▸ Problem to work on
Your reply should reproduce each line below exactly and carry none of the pictures.

(Source data begins)

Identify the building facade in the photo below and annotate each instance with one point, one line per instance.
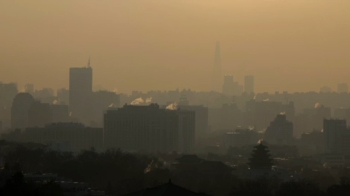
(80, 93)
(149, 129)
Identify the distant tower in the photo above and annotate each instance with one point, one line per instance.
(343, 88)
(80, 92)
(228, 86)
(260, 158)
(249, 84)
(29, 88)
(217, 77)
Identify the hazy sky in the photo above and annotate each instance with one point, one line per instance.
(294, 45)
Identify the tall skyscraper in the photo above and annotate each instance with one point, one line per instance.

(Source data ends)

▸ Task result
Identify the building facade in the photo below and annotate each instance with one point, one line per instance.
(80, 93)
(149, 129)
Identify the distant tower in the photo above and annotate each instance with one point, one line per instance.
(343, 88)
(80, 92)
(228, 86)
(260, 158)
(249, 84)
(29, 88)
(217, 77)
Identify the hazy sky in the photo above and annotate each instance with one point, one line per instance.
(294, 45)
Identify the tall skyscraper in the photo above and annotate each instance with one point, one line per instance.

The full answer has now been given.